▶ **WORK INSTRUCTIONS**
Return only the lines from the top of the data down to the one that holds "box: [82, 53, 89, 64]", both included, without any pictures.

*** Begin section ***

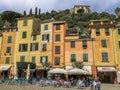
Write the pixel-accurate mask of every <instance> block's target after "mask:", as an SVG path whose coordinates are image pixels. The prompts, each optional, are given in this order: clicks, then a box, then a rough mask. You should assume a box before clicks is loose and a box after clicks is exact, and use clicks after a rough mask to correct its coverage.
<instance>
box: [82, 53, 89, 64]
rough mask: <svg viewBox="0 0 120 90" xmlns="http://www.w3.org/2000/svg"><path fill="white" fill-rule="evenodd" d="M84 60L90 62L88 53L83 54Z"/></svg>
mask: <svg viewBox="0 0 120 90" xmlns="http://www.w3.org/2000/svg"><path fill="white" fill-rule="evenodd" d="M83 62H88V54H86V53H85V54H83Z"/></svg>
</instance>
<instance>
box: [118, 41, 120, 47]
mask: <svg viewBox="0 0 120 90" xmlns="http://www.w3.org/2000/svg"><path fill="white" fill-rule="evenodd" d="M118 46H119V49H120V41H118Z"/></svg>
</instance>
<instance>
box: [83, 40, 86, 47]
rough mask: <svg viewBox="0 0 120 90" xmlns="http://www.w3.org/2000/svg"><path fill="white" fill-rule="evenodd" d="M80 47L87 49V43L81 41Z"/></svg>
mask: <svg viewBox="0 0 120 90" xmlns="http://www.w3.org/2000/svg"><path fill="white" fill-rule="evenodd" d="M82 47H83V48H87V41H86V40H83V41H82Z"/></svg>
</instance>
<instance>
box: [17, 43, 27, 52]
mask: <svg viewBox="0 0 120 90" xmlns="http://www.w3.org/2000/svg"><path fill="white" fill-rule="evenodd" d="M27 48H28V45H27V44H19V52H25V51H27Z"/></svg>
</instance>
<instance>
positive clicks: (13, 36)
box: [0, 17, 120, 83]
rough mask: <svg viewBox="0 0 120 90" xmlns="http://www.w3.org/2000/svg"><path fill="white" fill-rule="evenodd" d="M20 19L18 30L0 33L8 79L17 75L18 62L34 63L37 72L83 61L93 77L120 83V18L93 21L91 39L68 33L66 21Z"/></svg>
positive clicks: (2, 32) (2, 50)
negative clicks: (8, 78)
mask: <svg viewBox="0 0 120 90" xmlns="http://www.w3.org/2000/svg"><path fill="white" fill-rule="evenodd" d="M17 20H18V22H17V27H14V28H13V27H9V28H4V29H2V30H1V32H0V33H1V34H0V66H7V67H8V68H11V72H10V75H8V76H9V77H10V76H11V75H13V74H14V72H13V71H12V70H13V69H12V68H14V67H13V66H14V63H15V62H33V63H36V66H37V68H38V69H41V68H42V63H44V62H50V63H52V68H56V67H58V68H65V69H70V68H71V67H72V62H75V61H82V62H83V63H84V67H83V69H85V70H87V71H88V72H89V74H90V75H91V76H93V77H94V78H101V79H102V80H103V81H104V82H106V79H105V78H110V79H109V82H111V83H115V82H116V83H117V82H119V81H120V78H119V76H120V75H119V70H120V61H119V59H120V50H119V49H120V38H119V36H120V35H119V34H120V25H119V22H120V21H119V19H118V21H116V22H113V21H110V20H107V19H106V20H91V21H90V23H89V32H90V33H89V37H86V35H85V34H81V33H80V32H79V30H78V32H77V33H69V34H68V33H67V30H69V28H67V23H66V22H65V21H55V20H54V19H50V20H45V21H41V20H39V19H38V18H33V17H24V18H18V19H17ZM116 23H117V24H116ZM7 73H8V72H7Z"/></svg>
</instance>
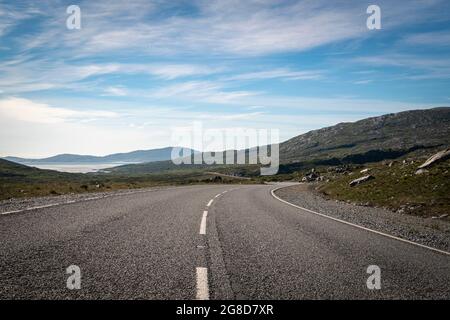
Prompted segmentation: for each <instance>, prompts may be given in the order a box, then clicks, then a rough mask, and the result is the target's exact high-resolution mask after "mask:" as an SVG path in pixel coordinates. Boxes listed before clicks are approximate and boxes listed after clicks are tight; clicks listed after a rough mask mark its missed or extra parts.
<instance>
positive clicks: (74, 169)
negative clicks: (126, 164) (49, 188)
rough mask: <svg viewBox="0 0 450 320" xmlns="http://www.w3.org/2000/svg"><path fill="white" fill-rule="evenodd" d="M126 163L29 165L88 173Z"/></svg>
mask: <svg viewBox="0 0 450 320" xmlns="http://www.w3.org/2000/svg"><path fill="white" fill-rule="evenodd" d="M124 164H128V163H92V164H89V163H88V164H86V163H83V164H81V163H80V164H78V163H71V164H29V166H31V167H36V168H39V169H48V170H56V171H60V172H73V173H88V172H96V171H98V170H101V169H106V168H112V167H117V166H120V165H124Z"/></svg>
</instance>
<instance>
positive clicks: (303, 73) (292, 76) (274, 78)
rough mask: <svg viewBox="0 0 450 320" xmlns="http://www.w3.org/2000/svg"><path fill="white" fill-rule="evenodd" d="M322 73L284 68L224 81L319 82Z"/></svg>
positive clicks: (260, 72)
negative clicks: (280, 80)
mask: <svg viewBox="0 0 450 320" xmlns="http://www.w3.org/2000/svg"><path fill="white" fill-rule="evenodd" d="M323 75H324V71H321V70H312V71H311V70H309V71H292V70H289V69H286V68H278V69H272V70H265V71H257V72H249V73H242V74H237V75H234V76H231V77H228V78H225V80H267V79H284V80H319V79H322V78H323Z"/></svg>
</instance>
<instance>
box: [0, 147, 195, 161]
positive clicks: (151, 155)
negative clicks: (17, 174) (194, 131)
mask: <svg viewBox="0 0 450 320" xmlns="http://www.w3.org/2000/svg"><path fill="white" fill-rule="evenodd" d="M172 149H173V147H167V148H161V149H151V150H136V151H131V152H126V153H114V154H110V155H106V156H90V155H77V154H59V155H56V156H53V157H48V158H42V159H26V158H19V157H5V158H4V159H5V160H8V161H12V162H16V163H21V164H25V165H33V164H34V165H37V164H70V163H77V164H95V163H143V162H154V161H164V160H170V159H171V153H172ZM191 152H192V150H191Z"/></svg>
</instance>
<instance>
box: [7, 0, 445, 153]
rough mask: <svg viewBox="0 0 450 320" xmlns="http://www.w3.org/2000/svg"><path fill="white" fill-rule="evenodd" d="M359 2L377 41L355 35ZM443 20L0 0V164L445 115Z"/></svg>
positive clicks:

*** End section ***

▶ **YOUR SOLUTION**
Write the pixel-accurate mask of every <instance> block's target after "mask:", as an SVG path whose coordinates are image pixels. The prompts, each optional, are given in this order: clicks, then a box, then a rough mask. You should assume a box before clicks is loose and a box after clicks is exact, and use clicks after a rough mask to correct its coverage.
<instance>
box: [82, 53, 89, 64]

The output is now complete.